Saturday, 27 July 2013

"Superhumans"?? Again? I thought we went over that?

Look, i can't help it, but the Channel 4 "Superhumans" ad, celebrating a year since the Paralympics got me all ggrrrrrrr.

I would have had a little rant, but @Hossylass just sent me hers from last year and I couldn't have said it better :

Clubbed to death……. By a Paralympian (By @hossylass)

Yep it’s that time of year again, and even worse, it’s that time of four years. Paralympic year.
Now I love the Paralympics. I love Paralympians. They are my kind of people. I am a bit jealous though, you know, just a tiny bit. About the size of Jupiter jealous.
I’m not jealous about their success, far from it. I shall be holding my breath in the swimming, twitching and clicking through the dressage, and probably shitting myself during the weightlifting. Yep, I get that involved.
I shall weep at every win, and weep at the losses, sob at the medal ceremonies and dissolve completely at the National Anthem. It’s going to be a right snot-fest.
So why am I jealous? To be honest I don’t think I am. I am just a bit wistful. I want that opportunity, I want to be in that huge competition, I want to be a part of it, but it’s never going to happen as I have, quite simply, got the wrong disability.
It’s wrong for society, its wrong for the Paralympics and it’s wrong for me. I need a disability I can overcome. I need a disability that challenges me to find new and adaptive ways to overcome it. I need a disability that requires tenacity and guts, but is ultimately a massive inconvenience.
But like the majority of disabled people, I got a disability that isn’t.
It isn’t a Paralympian disability. It’s a crappy hiding-behind-closed-curtains disability. Is a fucking lie-down-in-a-darkened-room disability. It’s not even a disability. It’s a gang of stuff going wrong, refusing to behave, ASBO disability.
ASBO disability is a condition, it’s a syndrome, and it’s a collection of pain and exhaustion. Its fear and random, and OMG-is-that-ASBO-or-something-else rush me to A&E stuff. It’s Heartsink Doctor, its rogered-up-the-arse-by-an-elephant, it’s pathetic.
And it ain’t Paralympian.
ASBO disability for me is EDS, and FMS, and CFS, and sleep psychosis. It means that sometimes ASBO disability behaves and lets me concentrate on the ordinary stuff, like my eczema, or reading a book, but in the main ASBO disability is there, playing up, being naughty, demanding attention, making me cry.
But ASBO disability exists, and it exists for most disabled people. It’s what makes sick people disabled and disabled people sick. ASBO disability can mean you get a sickness benefit and a disability benefit, or neither, or one but not the other.

Information provided =

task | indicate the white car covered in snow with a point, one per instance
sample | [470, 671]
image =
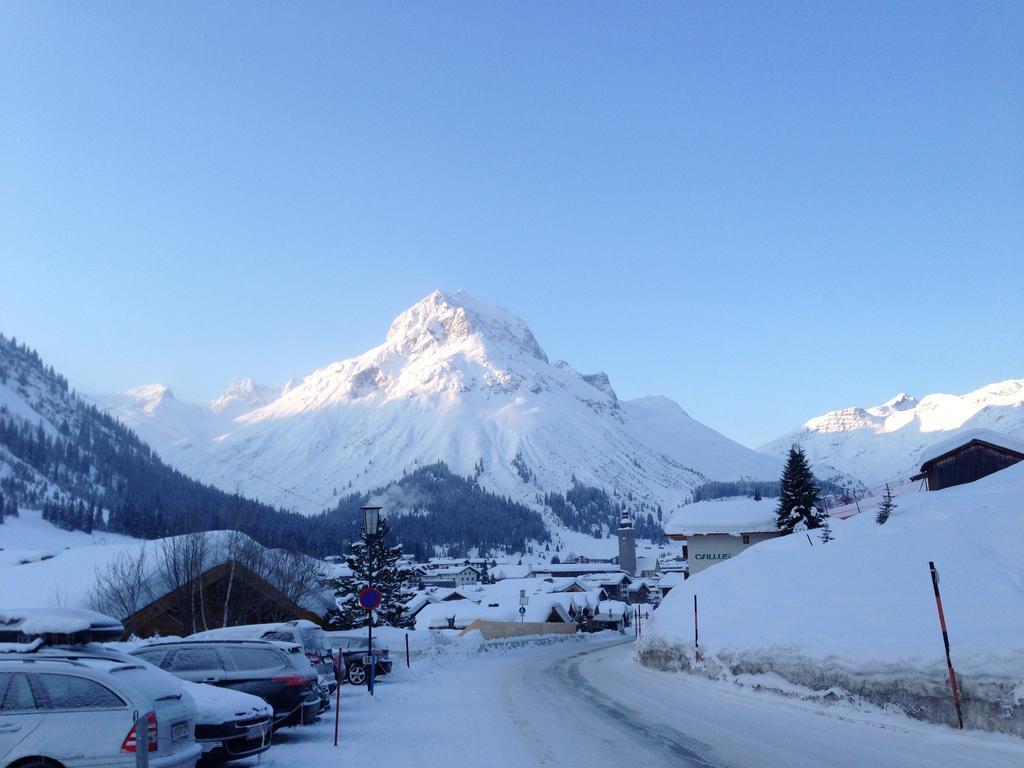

Task requirements =
1 - According to the Paralympics post, why will the writer never get to take part in the Paralympics? Answer in one to three sentences.
2 - Give the next part of the Paralympics post, picking up after its last sentence.
The listing is separate material and has no connection to the Paralympics post.

Task-by-task outputs =
1 - The writer has "the wrong disability": not one that can be overcome through tenacity and adaptive ways, but what the writer calls an "ASBO disability." This is a collection of conditions (EDS, FMS, CFS and sleep psychosis) involving pain and exhaustion.

2 -
ASBO disability is currently turning the media into a whirlpool of sharks, 99% gristle and teeth, 1% intelligence. And you can’t educate gristle – God knows I have tried. We all have. We have stared in disbelief at Heartsink Doctor, realising that yet again most of a consultation will be taken up in a tedious explanation of ASBO disability. We have been left speechless in the face of ignorance from friends, family and neighbours. We have given up by the time it gets to Social Services. ASBO disability wins because we just can’t force ourselves to describe it yet again.
And because of this, because we are so exhausted by our ASBO’s, because people can’t understand it instantly, we could easily lose the battle of hearts and minds.
We may not look very disabled, and we may not look very sick. We won’t get into the Paralympics, unless they invent some very new and special events involving vomit, pain and shaking with exhaustion.
And that is why all the people with ASBO disabilities are about to be clubbed to death by the Paralympians. Or more accurately, clubbed to death by the Paralympics.
Paralympics have a classification system. It’s rough; I’ve tried to fit into it and failed. But it can neatly grade a person into a group, each group being of the same level of loss of function, impairment or absence. Use whichever language you chose. But it’s there. A quantifiable scale.
ASBO disability refuses to fit on this scale, but it won’t stop Governments and the media using this scale as the only scale.
“Disabled? No you’re not, because look at all these marvellous people who are REALLY disabled, and look what they can do”.
We’ve got weeks of this. Weeks of being told we are not disabled. Weeks of being told that Paralympians are “inspiring” and “genuinely” disabled.
Weeks of being told that we are not. Or a lifetime. But the next few weeks more so.
I can sense the clubs descending already.
Form a Turtle, man the defences, and turn up the heat on the boiling oil pan – we have a battle ahead. Let’s just hope that our friends in the Paralympics will support us as much as we will be supporting them.

8 comments:

  1. Perfect. I'm just wondering how I can send this to all my friends and relations without them getting so upset they miss the entire point...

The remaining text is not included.